[Referring expression data]

○ ○ ○ ○ ○

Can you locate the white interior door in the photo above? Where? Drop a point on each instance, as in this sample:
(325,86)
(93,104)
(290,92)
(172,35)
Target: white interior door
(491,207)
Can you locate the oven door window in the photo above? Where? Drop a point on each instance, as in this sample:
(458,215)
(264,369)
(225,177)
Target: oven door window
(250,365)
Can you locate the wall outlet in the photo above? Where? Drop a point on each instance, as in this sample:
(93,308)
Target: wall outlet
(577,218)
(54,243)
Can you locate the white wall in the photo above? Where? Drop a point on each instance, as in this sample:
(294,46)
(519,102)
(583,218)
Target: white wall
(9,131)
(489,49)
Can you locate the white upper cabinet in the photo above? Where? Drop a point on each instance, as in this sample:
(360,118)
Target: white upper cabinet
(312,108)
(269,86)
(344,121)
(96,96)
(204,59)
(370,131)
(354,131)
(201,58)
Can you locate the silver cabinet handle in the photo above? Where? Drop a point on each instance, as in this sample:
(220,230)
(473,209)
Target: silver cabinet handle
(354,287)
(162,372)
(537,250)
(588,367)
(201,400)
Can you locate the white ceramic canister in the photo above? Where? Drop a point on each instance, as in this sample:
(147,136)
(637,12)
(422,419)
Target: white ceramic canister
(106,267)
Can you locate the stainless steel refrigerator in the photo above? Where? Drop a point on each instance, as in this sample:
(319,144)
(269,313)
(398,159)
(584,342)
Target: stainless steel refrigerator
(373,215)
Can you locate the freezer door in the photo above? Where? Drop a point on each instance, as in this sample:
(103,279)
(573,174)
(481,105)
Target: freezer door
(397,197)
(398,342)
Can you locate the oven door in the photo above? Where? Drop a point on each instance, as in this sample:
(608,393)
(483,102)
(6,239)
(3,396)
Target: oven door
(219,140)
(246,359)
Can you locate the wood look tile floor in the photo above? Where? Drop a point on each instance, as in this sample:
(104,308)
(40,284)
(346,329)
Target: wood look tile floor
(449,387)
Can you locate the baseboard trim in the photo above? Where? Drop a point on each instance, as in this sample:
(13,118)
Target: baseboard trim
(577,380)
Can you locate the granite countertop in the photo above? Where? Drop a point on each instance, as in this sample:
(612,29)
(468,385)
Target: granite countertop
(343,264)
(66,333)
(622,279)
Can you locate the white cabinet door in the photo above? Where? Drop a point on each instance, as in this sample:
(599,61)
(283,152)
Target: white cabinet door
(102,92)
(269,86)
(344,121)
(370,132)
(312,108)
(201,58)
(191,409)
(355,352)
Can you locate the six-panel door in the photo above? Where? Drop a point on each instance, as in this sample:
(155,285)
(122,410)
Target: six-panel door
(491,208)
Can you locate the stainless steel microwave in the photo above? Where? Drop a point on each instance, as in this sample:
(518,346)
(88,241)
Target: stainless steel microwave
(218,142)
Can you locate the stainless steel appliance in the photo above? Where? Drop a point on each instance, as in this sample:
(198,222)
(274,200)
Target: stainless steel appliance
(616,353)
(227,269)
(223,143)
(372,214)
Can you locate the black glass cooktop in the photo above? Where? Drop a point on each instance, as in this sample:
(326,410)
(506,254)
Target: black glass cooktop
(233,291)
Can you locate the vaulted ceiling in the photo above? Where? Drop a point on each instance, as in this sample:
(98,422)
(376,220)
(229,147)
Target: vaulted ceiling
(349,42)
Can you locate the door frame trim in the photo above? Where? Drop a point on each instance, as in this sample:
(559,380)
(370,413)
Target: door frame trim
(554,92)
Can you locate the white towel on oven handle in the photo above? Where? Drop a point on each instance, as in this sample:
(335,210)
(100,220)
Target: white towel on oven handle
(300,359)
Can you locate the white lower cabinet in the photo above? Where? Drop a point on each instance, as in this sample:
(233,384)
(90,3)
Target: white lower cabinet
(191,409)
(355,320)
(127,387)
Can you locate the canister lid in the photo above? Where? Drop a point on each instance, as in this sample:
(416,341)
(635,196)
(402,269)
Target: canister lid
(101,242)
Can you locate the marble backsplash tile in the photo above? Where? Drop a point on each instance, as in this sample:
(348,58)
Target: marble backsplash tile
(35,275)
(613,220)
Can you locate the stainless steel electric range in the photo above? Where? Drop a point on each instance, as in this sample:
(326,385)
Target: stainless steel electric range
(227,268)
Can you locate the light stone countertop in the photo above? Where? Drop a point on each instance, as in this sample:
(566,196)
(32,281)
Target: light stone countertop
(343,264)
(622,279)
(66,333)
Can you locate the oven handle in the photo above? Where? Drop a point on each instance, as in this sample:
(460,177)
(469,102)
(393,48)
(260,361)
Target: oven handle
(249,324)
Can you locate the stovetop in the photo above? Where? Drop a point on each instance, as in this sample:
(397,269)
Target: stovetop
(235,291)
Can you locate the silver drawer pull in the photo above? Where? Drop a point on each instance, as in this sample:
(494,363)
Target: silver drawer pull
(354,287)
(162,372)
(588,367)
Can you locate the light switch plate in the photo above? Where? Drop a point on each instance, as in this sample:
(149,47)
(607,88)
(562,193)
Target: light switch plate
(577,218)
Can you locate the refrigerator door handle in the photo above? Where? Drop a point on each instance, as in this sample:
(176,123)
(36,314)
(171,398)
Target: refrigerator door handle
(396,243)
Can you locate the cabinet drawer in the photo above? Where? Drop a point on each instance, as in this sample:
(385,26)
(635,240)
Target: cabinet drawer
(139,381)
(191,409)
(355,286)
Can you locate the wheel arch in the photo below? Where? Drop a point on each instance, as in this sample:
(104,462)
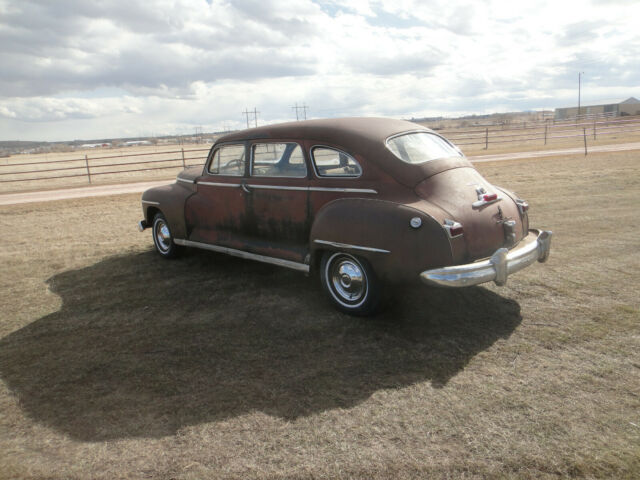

○ ○ ○ ○ ○

If an entry above holds a picture, leave that picture out and print the rest exactly.

Response to this task:
Can you locate the white interior door in the photo above? Where? Drop a point on each instance, as in this sample:
(325,86)
(93,104)
(290,92)
(172,35)
Target: white interior door
(491,207)
Can you locate the oven door window in the photo above? Where? Drop a point on each instance, as in this sample:
(458,215)
(264,369)
(225,177)
Target: oven door window
(250,365)
Can you locate the wall outlet in the photo above? Where? Drop a point on each instance, as in this sample:
(93,308)
Target: wall outlet
(577,218)
(54,243)
Can you locate the white wall in the photo above? Where? Drop a point on each instance, as in this sample:
(294,46)
(519,102)
(583,218)
Target: white wall
(9,131)
(489,49)
Can you locate the white upper cabinet in the photo above? Where? Drop a point on each instance, as in this sample:
(360,118)
Target: white upper cabinet
(312,108)
(269,86)
(344,121)
(96,96)
(204,59)
(370,131)
(354,131)
(201,58)
Can you locate the silver cabinet handle in the photo above? Where? Drop a point on each instance, as in this sample:
(220,230)
(473,209)
Target: silver cabinet handle
(354,287)
(162,372)
(537,250)
(588,367)
(201,400)
Can you locate the white ceramic canister in the photo above? Where? Drop a point on each instance, as in this sample:
(147,136)
(637,12)
(422,419)
Target: white ceramic canister
(106,267)
Can you locate the stainless steel refrigerator in the photo above? Where? Drop a point on each instance, as in this sample:
(319,144)
(269,313)
(398,159)
(584,342)
Target: stainless steel refrigerator
(373,215)
Can you locate the freezer door in the photo above? Where? Drop a point on each instance, as in this sample:
(103,279)
(573,174)
(481,105)
Target: freezer door
(397,197)
(398,342)
Can you locate the oven door in the photo above? Where? Drop a point on each instance, as in this sample:
(608,393)
(483,102)
(6,239)
(3,396)
Target: oven door
(219,140)
(246,359)
Can you locate the wood look tile floor in the photo above? Where? Drop a point on each instance, as in this sample:
(104,308)
(40,284)
(346,329)
Target: wood look tile floor
(449,387)
Can you locate the baseboard trim in the photo above? Where? Drop a point on each instance, as in this sample:
(13,118)
Target: baseboard trim
(577,380)
Can you locate the granite countertop in the photo above? Where? Drop a point on each instance, as in this sample:
(612,29)
(468,385)
Target: granite countertop
(343,264)
(66,333)
(622,279)
Can you locate the white cabinet door in the photo above? Where? Drop a point on each instance, as in this sample:
(599,61)
(283,152)
Target: white cabinet door
(102,92)
(269,86)
(344,121)
(370,132)
(312,108)
(201,58)
(191,409)
(355,352)
Can you locate the six-panel door in the photo above? Where? Drop a point on each instance, as in this sample:
(155,285)
(122,410)
Target: six-panel door
(491,208)
Can you locate the stainless steel microwave in the photo above? Where? Drop a point on each instance, as in this sample:
(518,346)
(88,241)
Target: stainless steel microwave
(218,142)
Can you locate the stainless steel appliance in the photo above? Where? Drop a point on each instance, as in this sample:
(198,222)
(274,200)
Target: stainless steel appliance
(616,353)
(227,269)
(223,143)
(372,214)
Can you locate the black glass cooktop in the photo above? Where? Drop a point on each instance, as in this sample:
(326,410)
(506,254)
Target: black glass cooktop
(233,291)
Can you locate the vaulted ceiling in the photo above? Where? Drop a point on each instance, as in this sample:
(98,422)
(376,220)
(229,147)
Target: vaulted ceiling
(349,42)
Can you locate the door frame trim in the photo above? Where? Drop a point on each instance, as in this sample:
(559,380)
(370,413)
Target: door frame trim
(554,92)
Can you locate the white towel on oven handle in the photo above? Where? Drop a point on each instance, as in this sample:
(335,210)
(100,220)
Target: white towel on oven handle
(300,359)
Can you locate the white lower cabinet in the photo above? Where? Drop a point on each instance, as in this sample:
(233,384)
(90,3)
Target: white lower cabinet
(191,409)
(355,320)
(127,387)
Can you locate the canister lid in the photo above? Where? Drop a point on each instance, as in this sample:
(416,341)
(635,196)
(402,269)
Target: canister lid
(101,242)
Can you locate the marble backsplash tile in the photo above? Where? Drop a point on each instance, as in this sample:
(348,58)
Target: marble backsplash tile
(35,275)
(613,220)
Can you locate the stainless steel electric range in the photo above? Where? Drop a point on each instance, as in this sample:
(326,385)
Target: stainless steel electric range
(227,268)
Can you locate the light stone countertop in the photo above? Where? Drop a point on each instance, as in this sample:
(566,196)
(32,281)
Target: light stone countertop
(343,264)
(622,279)
(66,333)
Can you locate the oven handle in the photo above? Where? Drop a point on each instance, as in this sample:
(460,177)
(469,102)
(393,48)
(260,361)
Target: oven handle
(249,324)
Can you locate the stovetop in the photo above? Where? Drop a point on each instance, as in this sample:
(397,269)
Target: stovetop
(235,291)
Can you locate the silver drawer pull in the photo above? Where? Drop a point on each instance, as in this sample:
(494,363)
Target: silver drawer pull
(354,287)
(162,372)
(588,367)
Can you locate the light switch plate in the photo above? Where? Drop a point on each instance, as in this sample:
(149,47)
(607,88)
(562,193)
Target: light switch plate
(577,218)
Can you locate the refrigerator door handle in the photo above? Where? Drop a point on each instance, as in this sample:
(176,123)
(36,314)
(171,398)
Target: refrigerator door handle
(396,243)
Can you locate the cabinet drawer in the photo above? Where? Drop a point on each instance, as in this sample:
(385,26)
(635,240)
Target: cabinet drawer
(139,381)
(191,409)
(355,286)
Can you locate the wheel arch in the photo below? Where? Drop a point on each instance, as in this sample:
(104,462)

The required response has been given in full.